**SET TASK 1:**
Please translate this sentence from the post about stepping back from the news into Spanish: "I don’t watch the news in the morning."

I have always made an effort to be a reasonably informed citizen of my country. I may not know the ins and outs of all things political at all times, but I pay enough attention to things to have a broad understanding of the issues that I consider to be most important (civil rights, economics, and the environment).

I’m ashamed to admit that ever since the election, that’s changed.

I stopped listening to NPR. (Coincidentally, my Public Radio Nerd travel mug’s lid also got stuck so badly that I can’t use it—I feel like NPR is trying to punish me.) I unsubscribed from news outlets in social media. I don’t watch the news in the morning. Pretty much all I see these days are things my friends post on social media, and even then I haven’t been clicking through to read them.

It’s not that I want to live in a bubble. Not exactly. It’s more that I just haven’t found a healthy way to cope with our current political upheaval, so in the interest of my own mental health, I have withdrawn.

(Image point annotation listing)
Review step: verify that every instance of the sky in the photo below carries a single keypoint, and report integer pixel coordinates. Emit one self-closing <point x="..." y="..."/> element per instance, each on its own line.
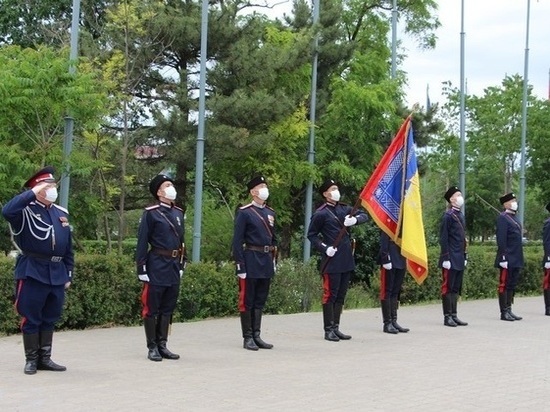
<point x="494" y="46"/>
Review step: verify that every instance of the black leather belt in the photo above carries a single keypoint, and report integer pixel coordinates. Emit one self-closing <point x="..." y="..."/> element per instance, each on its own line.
<point x="265" y="249"/>
<point x="167" y="252"/>
<point x="44" y="257"/>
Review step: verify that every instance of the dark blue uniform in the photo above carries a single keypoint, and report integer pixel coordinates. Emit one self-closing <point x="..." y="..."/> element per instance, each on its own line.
<point x="160" y="255"/>
<point x="509" y="236"/>
<point x="254" y="247"/>
<point x="452" y="240"/>
<point x="46" y="262"/>
<point x="324" y="227"/>
<point x="391" y="280"/>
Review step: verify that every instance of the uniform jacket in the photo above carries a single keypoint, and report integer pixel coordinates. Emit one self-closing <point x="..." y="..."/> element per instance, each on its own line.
<point x="41" y="230"/>
<point x="161" y="227"/>
<point x="509" y="241"/>
<point x="546" y="241"/>
<point x="390" y="252"/>
<point x="324" y="227"/>
<point x="452" y="239"/>
<point x="254" y="226"/>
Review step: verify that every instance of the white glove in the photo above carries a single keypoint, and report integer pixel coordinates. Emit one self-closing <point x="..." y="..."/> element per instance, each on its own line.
<point x="350" y="220"/>
<point x="331" y="251"/>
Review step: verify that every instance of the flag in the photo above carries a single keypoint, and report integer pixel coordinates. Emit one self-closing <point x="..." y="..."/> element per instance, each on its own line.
<point x="392" y="198"/>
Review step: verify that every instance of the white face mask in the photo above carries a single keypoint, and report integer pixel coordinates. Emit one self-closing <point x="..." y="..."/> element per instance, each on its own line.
<point x="263" y="193"/>
<point x="459" y="201"/>
<point x="51" y="194"/>
<point x="170" y="193"/>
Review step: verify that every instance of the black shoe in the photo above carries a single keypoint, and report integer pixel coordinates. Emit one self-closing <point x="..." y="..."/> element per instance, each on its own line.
<point x="261" y="343"/>
<point x="389" y="328"/>
<point x="331" y="336"/>
<point x="154" y="355"/>
<point x="458" y="321"/>
<point x="341" y="336"/>
<point x="248" y="343"/>
<point x="506" y="316"/>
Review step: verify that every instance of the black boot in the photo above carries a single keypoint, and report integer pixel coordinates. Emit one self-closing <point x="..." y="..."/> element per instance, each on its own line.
<point x="246" y="326"/>
<point x="547" y="302"/>
<point x="256" y="329"/>
<point x="338" y="307"/>
<point x="163" y="325"/>
<point x="150" y="325"/>
<point x="448" y="319"/>
<point x="31" y="345"/>
<point x="503" y="304"/>
<point x="454" y="304"/>
<point x="328" y="323"/>
<point x="45" y="362"/>
<point x="510" y="298"/>
<point x="386" y="317"/>
<point x="394" y="303"/>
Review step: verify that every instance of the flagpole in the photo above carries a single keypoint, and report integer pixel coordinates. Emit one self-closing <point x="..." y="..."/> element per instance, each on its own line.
<point x="524" y="121"/>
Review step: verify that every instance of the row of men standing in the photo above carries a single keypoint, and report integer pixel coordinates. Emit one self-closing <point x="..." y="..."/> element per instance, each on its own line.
<point x="43" y="269"/>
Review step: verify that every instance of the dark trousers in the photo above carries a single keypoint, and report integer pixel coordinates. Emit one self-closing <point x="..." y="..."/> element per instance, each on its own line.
<point x="391" y="282"/>
<point x="158" y="300"/>
<point x="39" y="305"/>
<point x="451" y="281"/>
<point x="253" y="293"/>
<point x="335" y="287"/>
<point x="508" y="279"/>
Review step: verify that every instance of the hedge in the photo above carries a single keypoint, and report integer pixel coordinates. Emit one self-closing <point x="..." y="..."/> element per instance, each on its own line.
<point x="106" y="292"/>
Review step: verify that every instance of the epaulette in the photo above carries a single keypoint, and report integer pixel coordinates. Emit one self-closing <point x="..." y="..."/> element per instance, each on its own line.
<point x="60" y="208"/>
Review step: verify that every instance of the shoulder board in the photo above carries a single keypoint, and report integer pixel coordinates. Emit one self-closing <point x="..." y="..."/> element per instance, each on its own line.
<point x="61" y="208"/>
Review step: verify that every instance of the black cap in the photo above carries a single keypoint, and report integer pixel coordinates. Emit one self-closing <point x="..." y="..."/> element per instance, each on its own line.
<point x="43" y="175"/>
<point x="255" y="181"/>
<point x="326" y="184"/>
<point x="451" y="191"/>
<point x="507" y="197"/>
<point x="156" y="182"/>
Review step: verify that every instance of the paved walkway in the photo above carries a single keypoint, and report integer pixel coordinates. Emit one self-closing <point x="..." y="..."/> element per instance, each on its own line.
<point x="489" y="365"/>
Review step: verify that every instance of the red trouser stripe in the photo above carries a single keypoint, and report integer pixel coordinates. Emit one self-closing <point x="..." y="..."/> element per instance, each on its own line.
<point x="144" y="295"/>
<point x="445" y="281"/>
<point x="502" y="280"/>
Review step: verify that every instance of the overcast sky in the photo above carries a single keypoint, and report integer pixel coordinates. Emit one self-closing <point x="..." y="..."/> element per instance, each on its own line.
<point x="495" y="43"/>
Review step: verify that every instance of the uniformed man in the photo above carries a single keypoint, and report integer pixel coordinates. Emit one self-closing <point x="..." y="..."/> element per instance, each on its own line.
<point x="44" y="266"/>
<point x="453" y="257"/>
<point x="160" y="258"/>
<point x="546" y="263"/>
<point x="509" y="258"/>
<point x="329" y="233"/>
<point x="392" y="274"/>
<point x="254" y="249"/>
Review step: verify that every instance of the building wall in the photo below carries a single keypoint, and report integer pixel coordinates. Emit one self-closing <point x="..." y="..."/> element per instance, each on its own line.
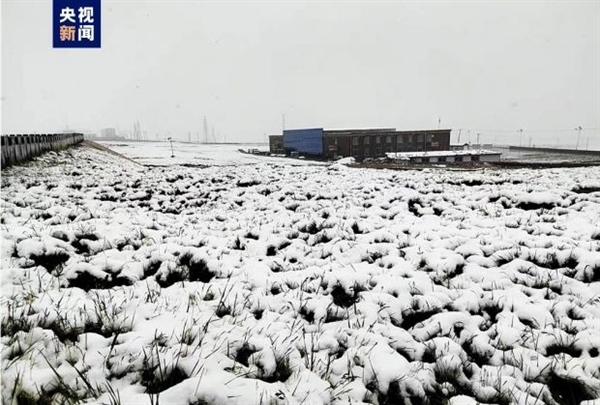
<point x="305" y="141"/>
<point x="19" y="148"/>
<point x="276" y="144"/>
<point x="362" y="144"/>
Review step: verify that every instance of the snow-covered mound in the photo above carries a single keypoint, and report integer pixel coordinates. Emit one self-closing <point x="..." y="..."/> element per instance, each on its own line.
<point x="275" y="284"/>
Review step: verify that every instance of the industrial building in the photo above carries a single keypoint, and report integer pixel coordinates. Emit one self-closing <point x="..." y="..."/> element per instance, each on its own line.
<point x="358" y="143"/>
<point x="448" y="156"/>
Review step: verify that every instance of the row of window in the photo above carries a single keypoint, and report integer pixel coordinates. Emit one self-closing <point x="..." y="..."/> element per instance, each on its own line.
<point x="442" y="159"/>
<point x="389" y="138"/>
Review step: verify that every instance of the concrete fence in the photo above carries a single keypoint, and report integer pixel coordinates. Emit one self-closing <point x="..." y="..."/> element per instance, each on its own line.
<point x="18" y="148"/>
<point x="557" y="150"/>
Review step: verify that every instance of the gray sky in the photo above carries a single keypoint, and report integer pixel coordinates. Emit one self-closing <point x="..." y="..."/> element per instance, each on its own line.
<point x="489" y="67"/>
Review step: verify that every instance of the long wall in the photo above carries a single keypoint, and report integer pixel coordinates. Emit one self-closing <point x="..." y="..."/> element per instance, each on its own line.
<point x="18" y="148"/>
<point x="555" y="150"/>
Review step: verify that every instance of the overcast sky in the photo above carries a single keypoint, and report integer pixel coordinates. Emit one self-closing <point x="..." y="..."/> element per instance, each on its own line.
<point x="485" y="67"/>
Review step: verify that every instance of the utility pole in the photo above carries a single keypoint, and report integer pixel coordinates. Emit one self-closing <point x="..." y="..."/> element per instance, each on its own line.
<point x="171" y="142"/>
<point x="578" y="129"/>
<point x="520" y="137"/>
<point x="205" y="130"/>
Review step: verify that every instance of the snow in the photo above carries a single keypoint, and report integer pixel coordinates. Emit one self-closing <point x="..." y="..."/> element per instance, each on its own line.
<point x="268" y="281"/>
<point x="439" y="153"/>
<point x="159" y="154"/>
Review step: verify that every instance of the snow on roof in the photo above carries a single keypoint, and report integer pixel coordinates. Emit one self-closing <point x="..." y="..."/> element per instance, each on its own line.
<point x="441" y="153"/>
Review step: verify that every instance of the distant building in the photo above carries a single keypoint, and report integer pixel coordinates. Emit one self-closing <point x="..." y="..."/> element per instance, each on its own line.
<point x="358" y="143"/>
<point x="448" y="156"/>
<point x="108" y="133"/>
<point x="276" y="145"/>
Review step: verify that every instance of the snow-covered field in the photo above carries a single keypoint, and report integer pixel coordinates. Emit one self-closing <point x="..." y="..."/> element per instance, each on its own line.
<point x="159" y="153"/>
<point x="278" y="284"/>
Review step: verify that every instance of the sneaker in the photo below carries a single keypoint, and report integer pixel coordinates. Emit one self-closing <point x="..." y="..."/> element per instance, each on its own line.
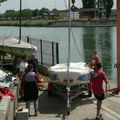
<point x="97" y="118"/>
<point x="35" y="113"/>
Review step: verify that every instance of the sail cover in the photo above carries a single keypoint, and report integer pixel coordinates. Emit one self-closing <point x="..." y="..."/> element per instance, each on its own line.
<point x="11" y="45"/>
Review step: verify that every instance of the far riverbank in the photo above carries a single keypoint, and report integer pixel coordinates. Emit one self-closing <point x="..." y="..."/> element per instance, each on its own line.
<point x="59" y="23"/>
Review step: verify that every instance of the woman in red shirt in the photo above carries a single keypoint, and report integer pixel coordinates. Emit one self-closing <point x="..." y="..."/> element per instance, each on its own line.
<point x="96" y="78"/>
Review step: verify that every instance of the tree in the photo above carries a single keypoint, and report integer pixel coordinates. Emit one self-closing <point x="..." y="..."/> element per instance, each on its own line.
<point x="2" y="1"/>
<point x="109" y="5"/>
<point x="10" y="13"/>
<point x="106" y="4"/>
<point x="87" y="4"/>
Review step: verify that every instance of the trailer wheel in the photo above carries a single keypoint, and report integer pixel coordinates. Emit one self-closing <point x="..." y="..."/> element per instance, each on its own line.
<point x="89" y="93"/>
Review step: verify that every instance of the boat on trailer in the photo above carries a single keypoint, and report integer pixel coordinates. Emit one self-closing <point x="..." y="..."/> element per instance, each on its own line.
<point x="78" y="79"/>
<point x="69" y="79"/>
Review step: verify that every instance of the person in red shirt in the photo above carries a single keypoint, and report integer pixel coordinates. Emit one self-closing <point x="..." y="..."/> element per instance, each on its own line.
<point x="96" y="78"/>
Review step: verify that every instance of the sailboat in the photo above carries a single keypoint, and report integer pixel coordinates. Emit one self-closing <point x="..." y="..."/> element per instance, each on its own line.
<point x="69" y="79"/>
<point x="17" y="47"/>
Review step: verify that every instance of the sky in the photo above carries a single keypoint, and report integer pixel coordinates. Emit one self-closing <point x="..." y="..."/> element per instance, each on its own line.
<point x="33" y="4"/>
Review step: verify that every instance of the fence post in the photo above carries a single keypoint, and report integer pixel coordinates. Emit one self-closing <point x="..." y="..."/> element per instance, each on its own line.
<point x="41" y="52"/>
<point x="57" y="53"/>
<point x="53" y="53"/>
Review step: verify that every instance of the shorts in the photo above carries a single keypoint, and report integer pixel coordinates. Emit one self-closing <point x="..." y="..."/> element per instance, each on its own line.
<point x="100" y="97"/>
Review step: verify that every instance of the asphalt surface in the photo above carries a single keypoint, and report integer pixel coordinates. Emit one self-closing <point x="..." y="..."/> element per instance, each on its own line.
<point x="54" y="108"/>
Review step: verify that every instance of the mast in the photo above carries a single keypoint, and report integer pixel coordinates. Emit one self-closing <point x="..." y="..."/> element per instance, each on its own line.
<point x="68" y="60"/>
<point x="20" y="19"/>
<point x="118" y="44"/>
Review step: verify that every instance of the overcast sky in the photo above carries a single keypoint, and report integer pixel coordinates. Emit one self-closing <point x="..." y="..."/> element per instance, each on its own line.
<point x="33" y="4"/>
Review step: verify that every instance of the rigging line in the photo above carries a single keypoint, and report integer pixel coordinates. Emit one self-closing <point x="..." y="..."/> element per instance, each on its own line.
<point x="65" y="4"/>
<point x="76" y="45"/>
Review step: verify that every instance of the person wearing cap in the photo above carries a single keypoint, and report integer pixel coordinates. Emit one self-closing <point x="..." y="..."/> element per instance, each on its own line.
<point x="31" y="79"/>
<point x="96" y="79"/>
<point x="94" y="59"/>
<point x="34" y="62"/>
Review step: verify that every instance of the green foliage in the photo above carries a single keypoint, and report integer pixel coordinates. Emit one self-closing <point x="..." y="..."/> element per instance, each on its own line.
<point x="109" y="5"/>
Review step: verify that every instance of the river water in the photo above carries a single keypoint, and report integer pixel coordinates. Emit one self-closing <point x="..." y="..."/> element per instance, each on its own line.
<point x="84" y="40"/>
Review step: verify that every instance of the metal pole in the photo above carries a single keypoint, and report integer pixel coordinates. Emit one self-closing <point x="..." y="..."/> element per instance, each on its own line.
<point x="41" y="52"/>
<point x="118" y="44"/>
<point x="20" y="19"/>
<point x="53" y="53"/>
<point x="68" y="61"/>
<point x="57" y="53"/>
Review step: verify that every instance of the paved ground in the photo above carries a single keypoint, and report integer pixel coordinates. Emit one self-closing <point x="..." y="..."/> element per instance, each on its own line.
<point x="53" y="108"/>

**SET TASK 2:**
How many lines of the listing above contain the string "black"? Case counts. Reply with the number alone.

**FULL OUTPUT 1:**
No veo las noticias por la mañana.

**FULL OUTPUT 2:**
4